══ EXCERPTED TEXT

Cake turned very dense, nothing like I though it would be. Could I have some help?

I'm not sure what went wrong, it looked just like the photo and was almost too soft to move after making. I put it in the fridge as I made it in the morning and was serving at night, the cake was very dense. I was pretty much like a dryer brownie at that point, could I have some help?



Lori T. January 12, 2020
It does sound as if you over-baked your cloud cake. It's related to a souffle, except it doesn't have any flour to help provide stability. Instead, it's all relying on the protein in those egg whites. And there is only so much an egg white can do, and a certain amount of time it can do it. An egg white is nothing but protein, and the protein chains contract when exposed to heat. All that butter will help avoid it to an extent- but eventually even the butter has to give up the fight. That leaves you with a very tight chain of protein, which has squeezed out pretty much all the moisture it had. Your refrigerator is also a relatively dry environment as well, so whatever was left in the cake could well have escaped in the chilling time. So will the air trapped by the egg whites- just as all soft meringues gradually loose their loft. Once that happened to your cake, all you had left was the tough and dry egg white structure. With this sort of cake, you want to remove it from the oven as soon as there is barely wobble. It will continue to cook for a bit after you remove it from the oven, and set up properly. If you bake it until it sits still, well- it's overbaked, and whatever moisture is left is going to evaporate in the cooling process. It's never going to be quite as light and airy as it is the first day, at room temperature. It will be denser after it chills in the refrigerator, and continues to lose both moisture and air. However, it shouldn't end up a dry brownie texture. In this case, you could probably rescue the remnants by turning them into a sort of trifle, if you wanted. It should taste fine, especially after you get some moisture into it. Better luck next time!

════
══ EXERCISE DATA

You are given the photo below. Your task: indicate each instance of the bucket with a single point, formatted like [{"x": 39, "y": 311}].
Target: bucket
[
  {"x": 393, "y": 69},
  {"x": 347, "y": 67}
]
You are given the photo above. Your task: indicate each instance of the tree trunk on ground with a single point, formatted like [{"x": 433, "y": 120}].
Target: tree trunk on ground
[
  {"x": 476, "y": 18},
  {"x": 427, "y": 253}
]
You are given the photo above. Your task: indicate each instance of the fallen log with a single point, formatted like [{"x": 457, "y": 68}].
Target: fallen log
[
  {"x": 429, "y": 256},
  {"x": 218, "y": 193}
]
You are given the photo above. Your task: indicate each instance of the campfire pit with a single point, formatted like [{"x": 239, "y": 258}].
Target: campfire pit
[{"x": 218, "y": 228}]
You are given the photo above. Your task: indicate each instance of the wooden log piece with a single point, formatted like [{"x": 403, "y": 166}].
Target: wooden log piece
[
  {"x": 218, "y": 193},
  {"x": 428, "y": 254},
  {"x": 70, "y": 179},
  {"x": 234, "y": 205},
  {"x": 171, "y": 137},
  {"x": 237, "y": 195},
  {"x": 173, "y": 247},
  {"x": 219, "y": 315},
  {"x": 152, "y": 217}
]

════

QUESTIONS:
1 – Set down the stretch of the cake discussion from "I'm not sure" through "point, could I have some help?".
2 – According to the cake discussion, why should this kind of cake come out of the oven while it still barely wobbles?
3 – In the cake discussion, what does the reply suggest doing with the leftover cake?
The records are separate material and have no connection to the cake discussion.

ANSWERS PER TASK:
1 –
I'm not sure what went wrong, it looked just like the photo and was almost too soft to move after making. I put it in the fridge as I made it in the morning and was serving at night, the cake was very dense. I was pretty much like a dryer brownie at that point, could I have some help?

2 – The cake keeps cooking for a while after it leaves the oven and sets up properly. If it is baked until it sits still, it is overbaked, and whatever moisture remains will evaporate as it cools.

3 – It suggests turning the remnants into a sort of trifle.